### WHAT YOU HAVE TO DO
Print the lines below word for word, leaving out the pictures.

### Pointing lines
********************

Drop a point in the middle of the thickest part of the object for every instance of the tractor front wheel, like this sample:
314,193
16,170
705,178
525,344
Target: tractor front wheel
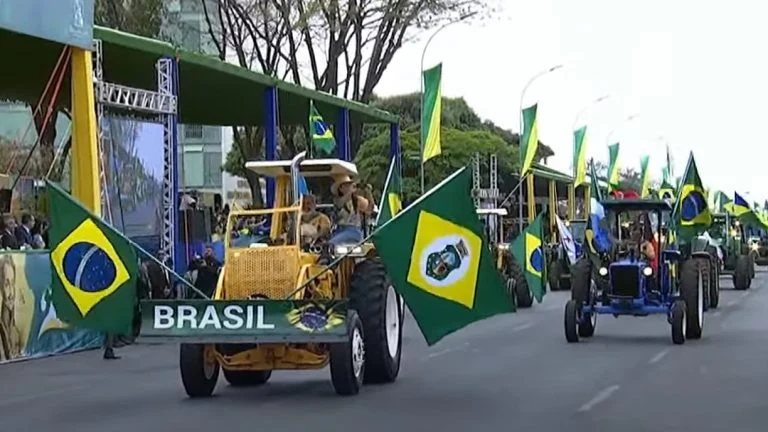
199,373
741,273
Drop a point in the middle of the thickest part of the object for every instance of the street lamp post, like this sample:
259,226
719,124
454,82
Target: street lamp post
421,86
520,140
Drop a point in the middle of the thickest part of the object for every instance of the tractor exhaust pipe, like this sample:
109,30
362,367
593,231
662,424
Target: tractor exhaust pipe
295,162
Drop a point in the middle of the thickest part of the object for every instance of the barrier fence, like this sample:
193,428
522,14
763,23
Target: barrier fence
29,327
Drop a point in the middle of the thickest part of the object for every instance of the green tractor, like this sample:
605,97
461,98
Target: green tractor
734,255
559,267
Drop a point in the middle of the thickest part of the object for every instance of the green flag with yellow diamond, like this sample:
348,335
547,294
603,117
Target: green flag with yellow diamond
528,252
529,140
94,268
437,256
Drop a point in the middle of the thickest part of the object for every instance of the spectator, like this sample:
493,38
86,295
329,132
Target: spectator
40,235
23,232
8,238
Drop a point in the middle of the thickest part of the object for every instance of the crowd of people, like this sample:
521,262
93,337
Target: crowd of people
31,233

********************

### EXERCISE SOLUTION
Drop a point in the middle of the thickest part of the object for every instance of the tractor front wheel, like this sample:
314,193
16,170
705,178
525,344
Target: tractor front wheel
199,373
741,273
Drop a point in the middle of the thickest part of the object for every instance of the street lamp post, like this sample:
259,226
719,124
454,82
Target: street lamp post
421,86
520,140
Drop a point in the middle of the thickest part of the object for every instance of the tractor exhaust pipe, like this sample:
109,30
362,367
593,231
662,424
Target: tractor exhaust pipe
295,162
Drop a point in the middle of the thickest part of the object for every instance of the barrier fence, like this sample:
193,428
522,14
763,23
Target: barrier fence
29,327
Drop a point in the middle of the thickest part of the object for every instance of the green tractor, like this sample:
605,97
461,98
Target: green tractor
734,255
559,267
Drop a point in the middle of the thickest part of the object for every instance of the green flag with yellow diamond, like this sample:
348,335
547,294
603,117
Target: green flag with yellow diamond
528,252
529,140
94,268
437,256
Drop a point in the middle of the thickest part of the object for every instance of the spectator, like this sample:
493,38
86,295
329,132
Target: spectator
40,235
23,232
8,238
Drop a point in the middle of the thickest part of the object for every instance of the crowd of people, like this sample:
521,262
93,337
Target: crowd of people
31,233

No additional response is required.